**Work instructions:** Repeat the entries below exactly as they appear, with no pictures.

START Data records

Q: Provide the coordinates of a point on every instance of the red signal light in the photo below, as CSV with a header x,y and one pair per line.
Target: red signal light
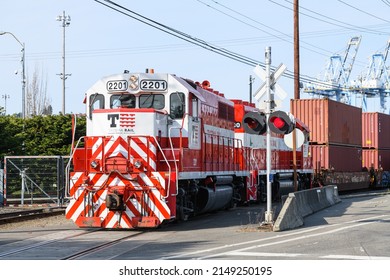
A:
x,y
280,122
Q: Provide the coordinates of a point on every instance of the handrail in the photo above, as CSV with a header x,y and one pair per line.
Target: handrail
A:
x,y
67,168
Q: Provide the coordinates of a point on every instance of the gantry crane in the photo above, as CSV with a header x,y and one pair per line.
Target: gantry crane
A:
x,y
376,82
336,77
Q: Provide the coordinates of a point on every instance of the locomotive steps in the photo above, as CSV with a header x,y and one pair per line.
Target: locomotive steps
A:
x,y
303,203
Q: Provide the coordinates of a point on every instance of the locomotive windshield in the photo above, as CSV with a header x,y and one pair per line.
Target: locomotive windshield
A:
x,y
177,107
156,101
122,101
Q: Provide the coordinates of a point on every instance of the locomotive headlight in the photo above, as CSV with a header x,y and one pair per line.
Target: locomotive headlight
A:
x,y
137,164
133,82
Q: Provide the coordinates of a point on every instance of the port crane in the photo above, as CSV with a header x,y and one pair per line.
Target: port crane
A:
x,y
336,78
376,82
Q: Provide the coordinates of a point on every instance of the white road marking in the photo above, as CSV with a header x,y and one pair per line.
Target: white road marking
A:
x,y
302,235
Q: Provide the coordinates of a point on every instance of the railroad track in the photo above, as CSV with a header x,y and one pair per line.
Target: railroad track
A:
x,y
34,213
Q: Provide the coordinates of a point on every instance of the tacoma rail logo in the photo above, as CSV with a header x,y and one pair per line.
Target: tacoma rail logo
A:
x,y
121,122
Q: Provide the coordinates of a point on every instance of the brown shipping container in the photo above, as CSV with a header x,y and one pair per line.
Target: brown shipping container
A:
x,y
330,122
376,158
336,158
376,130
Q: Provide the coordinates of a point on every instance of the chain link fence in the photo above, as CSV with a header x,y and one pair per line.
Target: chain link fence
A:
x,y
33,179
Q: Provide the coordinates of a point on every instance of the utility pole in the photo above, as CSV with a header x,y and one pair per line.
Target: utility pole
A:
x,y
5,96
296,84
65,23
23,62
250,87
269,108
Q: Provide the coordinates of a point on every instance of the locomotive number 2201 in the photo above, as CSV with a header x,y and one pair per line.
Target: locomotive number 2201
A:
x,y
117,85
154,85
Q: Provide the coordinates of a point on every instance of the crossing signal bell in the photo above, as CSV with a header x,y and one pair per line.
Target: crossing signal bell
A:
x,y
281,123
255,123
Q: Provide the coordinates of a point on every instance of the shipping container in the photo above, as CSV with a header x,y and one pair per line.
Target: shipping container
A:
x,y
336,158
375,130
329,121
378,159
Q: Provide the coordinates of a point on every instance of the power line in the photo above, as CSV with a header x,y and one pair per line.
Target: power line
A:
x,y
196,41
338,22
362,11
262,24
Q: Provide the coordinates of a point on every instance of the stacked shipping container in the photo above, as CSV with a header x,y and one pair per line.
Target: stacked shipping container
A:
x,y
376,141
335,133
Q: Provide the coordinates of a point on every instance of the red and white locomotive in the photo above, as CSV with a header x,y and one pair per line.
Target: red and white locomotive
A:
x,y
160,147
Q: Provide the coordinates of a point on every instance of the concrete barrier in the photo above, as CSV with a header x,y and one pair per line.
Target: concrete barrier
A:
x,y
303,203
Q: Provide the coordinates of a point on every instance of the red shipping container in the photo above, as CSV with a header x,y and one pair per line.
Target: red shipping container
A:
x,y
336,158
376,158
329,121
376,130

END Data records

**Answer to the problem:**
Q: Provide the coordinates of a point on every instance of the red signal light in the photo below, as CSV with a header x,y and one pair per line.
Target: red signal light
A:
x,y
280,122
Q: Provide the coordinates of a point on every instance of the handrail in the photo above, as CSV with a header x,y and one pair per line.
Target: handrail
A:
x,y
67,168
Q: Provide the coordinates of a point on every instance of the gantry crane in the photo above, as CSV with a header x,y and one pair per line.
Target: gantry crane
A:
x,y
376,82
336,77
Q: Provide the coordinates of a point on every instance of the locomotive steps in the photo above, as CSV with a header x,y and one pair per line.
Target: locomotive steps
A:
x,y
303,203
Q: Provide the coordinates of a point on every instance of the locomotive windshield in the photo above, as CSV with a header x,y and one pair per line.
Target: locomotive windshield
A:
x,y
177,107
156,101
122,101
Q: Provide the coordinates of a point on every instance of the locomotive headlight in the photo above, as CSV with a header x,y and one pair per line.
Target: locomotive headlight
A:
x,y
137,164
133,82
Q: Provide the coordinates of a point on every instance of the port crane in the photo above, as CSV with a header x,y and one pair per line.
Target: port crane
A:
x,y
336,78
376,82
Q: Provide the coordinates of a point on every instance of the white road marking in the photo above, as CSV with a header x,y and one pair per line.
Target: white road marking
A:
x,y
302,235
Q: Provide the coordinates of a point on every instance of the railroad track in the photo above, as CSV with a header x,y and one pair per line.
Target: railroad track
A:
x,y
34,213
Q: Provide the coordinates of a point on every instance of the tacoma rail logo in the photo above, as CSV with a header x,y and one pair per line.
Target: tacoma rail logo
A:
x,y
121,122
Q: Provide the coordinates of a point on every instance of the brown shipping container in the photo above, as CSV with a header x,y and one pair per line.
Target: brown shipping container
A:
x,y
330,122
376,158
336,158
376,130
Q: Provide the coordinates of a point on every instance of the chain link fence in the photo above, as CSV with a header x,y and one pair per line.
Target: chain link fence
A:
x,y
33,179
Q: Provide the coordinates of a point on every instance of the utility pole in the photo above, as CSV with a header x,y and one pair per line.
Target: utility pole
A:
x,y
5,96
296,84
65,23
23,62
250,87
269,108
Q: Provide the coordinates of a point on every instance of the locomotive number 2201 in the photo above, as CSV with a header x,y and one pair per line.
Target: locomotive number 2201
A:
x,y
117,85
154,85
Q: Provide the coordinates of a point on every instance of the crossing signal bell in the photo above, as CSV with a header x,y and one pair per line.
Target: crossing signal bell
A:
x,y
281,123
255,123
Q: Provide the coordinates of a point on every instance of the shipping container in the photo above, as CSV with a header x,y and one pair per line.
Target: shipping container
A:
x,y
336,158
375,130
329,121
378,159
Q: Provide the coordinates of a point on every instance of the power line in the photo above, as CSV with a header x,y and one pair per line.
Target: power line
A:
x,y
196,41
338,22
362,11
262,24
Q: Provide the coordinates of a point on every instance of the stacked shipping container in the photo above, as CSV with a header x,y and one pair per line.
Target: stacked shipping container
A:
x,y
376,141
335,133
Q: Provide the coordinates of a point on every instance of the red and white locomotive in the photo above, as CSV with a header x,y and one pair per line.
Target: red and white locomotive
A:
x,y
160,147
Q: Provide the coordinates of a point on every instance of the concrete barrier in the photo above, as CSV with a header x,y and one pair per line.
Target: concrete barrier
A:
x,y
303,203
Q: Provide the coordinates of a point on every instance of the red shipping container in the photo above, as CSV with a header x,y and one pair per line.
Target: red shipping container
A:
x,y
336,158
376,158
329,121
376,130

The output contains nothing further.